▶ YOUR TASK:
Return, word for word, the part of the entries that begins with the line containing "area with a marker in this photo?" and continues through the end of the entries, including both of those ends.

[Entries for pointing at named objects]
____

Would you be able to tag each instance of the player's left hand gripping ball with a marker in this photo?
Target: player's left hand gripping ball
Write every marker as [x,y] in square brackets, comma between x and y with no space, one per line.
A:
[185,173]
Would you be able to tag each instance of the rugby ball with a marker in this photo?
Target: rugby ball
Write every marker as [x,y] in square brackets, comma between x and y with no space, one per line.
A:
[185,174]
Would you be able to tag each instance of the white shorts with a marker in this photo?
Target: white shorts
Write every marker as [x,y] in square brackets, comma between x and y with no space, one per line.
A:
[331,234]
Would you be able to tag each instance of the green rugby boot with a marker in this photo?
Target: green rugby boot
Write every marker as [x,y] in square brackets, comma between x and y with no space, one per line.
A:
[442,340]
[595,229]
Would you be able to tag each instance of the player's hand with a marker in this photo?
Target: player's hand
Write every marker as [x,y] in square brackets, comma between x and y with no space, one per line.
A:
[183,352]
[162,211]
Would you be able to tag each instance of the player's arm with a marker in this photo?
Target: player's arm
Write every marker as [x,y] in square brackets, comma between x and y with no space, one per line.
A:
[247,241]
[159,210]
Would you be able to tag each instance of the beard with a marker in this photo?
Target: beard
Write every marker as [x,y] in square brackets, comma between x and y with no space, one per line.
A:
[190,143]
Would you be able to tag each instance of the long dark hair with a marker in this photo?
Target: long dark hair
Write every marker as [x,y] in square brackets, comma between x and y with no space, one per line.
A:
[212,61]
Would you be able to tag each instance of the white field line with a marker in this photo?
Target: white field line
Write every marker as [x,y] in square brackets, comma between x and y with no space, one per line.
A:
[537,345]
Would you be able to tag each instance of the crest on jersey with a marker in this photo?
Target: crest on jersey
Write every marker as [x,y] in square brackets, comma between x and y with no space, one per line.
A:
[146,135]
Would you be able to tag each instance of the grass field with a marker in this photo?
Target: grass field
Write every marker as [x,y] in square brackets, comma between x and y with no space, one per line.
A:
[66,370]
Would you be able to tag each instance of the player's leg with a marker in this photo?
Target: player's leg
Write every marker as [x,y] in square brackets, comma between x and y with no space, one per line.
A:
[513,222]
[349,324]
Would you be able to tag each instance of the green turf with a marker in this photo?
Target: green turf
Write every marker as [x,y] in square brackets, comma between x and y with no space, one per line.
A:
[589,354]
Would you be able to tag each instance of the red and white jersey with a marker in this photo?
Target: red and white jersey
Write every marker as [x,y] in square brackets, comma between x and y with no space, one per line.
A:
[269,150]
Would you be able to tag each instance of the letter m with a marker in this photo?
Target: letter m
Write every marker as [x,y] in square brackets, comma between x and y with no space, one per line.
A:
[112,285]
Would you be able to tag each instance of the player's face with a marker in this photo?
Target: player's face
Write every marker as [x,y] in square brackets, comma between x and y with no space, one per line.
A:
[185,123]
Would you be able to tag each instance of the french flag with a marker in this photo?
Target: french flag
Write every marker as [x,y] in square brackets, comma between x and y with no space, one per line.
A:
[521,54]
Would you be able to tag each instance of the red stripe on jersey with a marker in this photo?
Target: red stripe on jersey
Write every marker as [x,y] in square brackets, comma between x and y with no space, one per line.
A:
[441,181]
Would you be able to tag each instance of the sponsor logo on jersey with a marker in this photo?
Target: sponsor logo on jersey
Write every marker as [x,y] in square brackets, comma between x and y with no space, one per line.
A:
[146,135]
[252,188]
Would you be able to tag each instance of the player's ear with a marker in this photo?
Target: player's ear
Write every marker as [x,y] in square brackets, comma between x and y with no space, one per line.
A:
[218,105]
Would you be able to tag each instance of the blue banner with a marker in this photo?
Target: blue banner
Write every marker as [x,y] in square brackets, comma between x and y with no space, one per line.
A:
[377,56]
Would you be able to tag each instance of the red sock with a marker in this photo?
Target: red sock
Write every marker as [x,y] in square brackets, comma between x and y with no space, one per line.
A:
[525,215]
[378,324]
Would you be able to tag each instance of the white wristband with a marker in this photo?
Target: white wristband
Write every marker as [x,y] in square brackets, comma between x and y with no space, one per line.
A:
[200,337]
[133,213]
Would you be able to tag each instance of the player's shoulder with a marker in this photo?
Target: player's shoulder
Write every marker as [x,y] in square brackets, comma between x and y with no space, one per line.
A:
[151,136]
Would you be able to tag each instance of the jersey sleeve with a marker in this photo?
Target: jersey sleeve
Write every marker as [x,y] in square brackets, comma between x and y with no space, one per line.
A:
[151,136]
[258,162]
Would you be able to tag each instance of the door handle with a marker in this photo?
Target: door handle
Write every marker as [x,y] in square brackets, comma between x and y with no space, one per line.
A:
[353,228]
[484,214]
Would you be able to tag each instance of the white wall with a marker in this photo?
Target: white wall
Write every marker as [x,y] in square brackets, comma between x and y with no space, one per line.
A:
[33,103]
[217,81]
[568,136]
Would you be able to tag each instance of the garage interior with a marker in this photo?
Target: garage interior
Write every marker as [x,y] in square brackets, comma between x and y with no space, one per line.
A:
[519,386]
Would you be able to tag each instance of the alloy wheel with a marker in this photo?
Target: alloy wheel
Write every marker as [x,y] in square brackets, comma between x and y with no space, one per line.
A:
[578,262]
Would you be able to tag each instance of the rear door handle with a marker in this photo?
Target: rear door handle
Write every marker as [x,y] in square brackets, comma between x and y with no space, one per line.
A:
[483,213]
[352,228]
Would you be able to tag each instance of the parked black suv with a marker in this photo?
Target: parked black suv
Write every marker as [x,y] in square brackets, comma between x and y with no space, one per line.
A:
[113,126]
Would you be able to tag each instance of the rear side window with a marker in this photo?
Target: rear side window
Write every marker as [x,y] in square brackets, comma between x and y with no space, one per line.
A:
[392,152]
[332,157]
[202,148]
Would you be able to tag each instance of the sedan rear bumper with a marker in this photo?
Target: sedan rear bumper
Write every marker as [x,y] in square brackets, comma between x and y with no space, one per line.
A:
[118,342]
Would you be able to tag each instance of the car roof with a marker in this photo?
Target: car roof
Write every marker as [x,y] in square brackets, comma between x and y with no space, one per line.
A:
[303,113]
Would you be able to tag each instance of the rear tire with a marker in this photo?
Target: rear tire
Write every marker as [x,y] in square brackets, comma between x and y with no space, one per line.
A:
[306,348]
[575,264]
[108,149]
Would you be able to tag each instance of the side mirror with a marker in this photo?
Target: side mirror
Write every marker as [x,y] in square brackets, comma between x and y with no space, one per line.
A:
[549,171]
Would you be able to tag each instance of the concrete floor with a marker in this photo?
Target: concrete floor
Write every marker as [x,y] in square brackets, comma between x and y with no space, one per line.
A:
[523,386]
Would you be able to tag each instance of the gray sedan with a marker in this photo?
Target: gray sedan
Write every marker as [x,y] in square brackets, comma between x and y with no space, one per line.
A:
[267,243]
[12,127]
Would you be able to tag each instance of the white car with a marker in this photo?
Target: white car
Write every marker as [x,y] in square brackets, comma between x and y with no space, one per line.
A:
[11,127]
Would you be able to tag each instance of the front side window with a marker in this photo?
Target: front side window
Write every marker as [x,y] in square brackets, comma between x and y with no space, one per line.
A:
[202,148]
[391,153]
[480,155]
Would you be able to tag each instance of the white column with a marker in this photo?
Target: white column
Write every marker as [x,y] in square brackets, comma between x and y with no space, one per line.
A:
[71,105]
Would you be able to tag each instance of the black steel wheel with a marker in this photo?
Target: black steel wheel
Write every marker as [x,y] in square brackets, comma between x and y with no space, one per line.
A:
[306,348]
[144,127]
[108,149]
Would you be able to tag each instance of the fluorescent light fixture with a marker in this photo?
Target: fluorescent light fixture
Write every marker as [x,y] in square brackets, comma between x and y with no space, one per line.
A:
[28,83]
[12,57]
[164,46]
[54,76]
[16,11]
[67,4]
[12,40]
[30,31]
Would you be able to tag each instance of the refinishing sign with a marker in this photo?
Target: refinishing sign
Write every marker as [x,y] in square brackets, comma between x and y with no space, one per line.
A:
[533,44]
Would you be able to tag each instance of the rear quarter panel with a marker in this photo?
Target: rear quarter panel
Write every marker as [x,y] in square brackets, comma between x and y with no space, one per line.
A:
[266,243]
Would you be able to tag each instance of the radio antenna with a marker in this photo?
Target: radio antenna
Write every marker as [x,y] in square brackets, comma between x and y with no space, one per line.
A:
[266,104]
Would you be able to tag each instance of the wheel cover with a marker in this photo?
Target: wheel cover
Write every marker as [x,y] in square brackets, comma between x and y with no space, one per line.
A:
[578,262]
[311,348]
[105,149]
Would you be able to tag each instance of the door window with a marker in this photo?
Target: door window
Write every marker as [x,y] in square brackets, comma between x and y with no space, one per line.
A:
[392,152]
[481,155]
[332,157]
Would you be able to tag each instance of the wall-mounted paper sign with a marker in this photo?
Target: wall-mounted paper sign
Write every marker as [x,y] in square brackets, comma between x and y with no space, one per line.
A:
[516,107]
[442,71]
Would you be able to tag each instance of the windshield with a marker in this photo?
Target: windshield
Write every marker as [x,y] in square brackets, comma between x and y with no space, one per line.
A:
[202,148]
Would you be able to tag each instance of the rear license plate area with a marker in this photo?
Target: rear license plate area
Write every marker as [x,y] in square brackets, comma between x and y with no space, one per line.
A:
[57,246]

____

▶ RESPONSE FOR THIS EXERCISE:
Would you be able to tag each instance of the rear license plate area with a marker in this photo?
Target: rear license plate area
Write every marker as [x,y] in square brackets, comma between x and y with no space, one per line.
A:
[57,246]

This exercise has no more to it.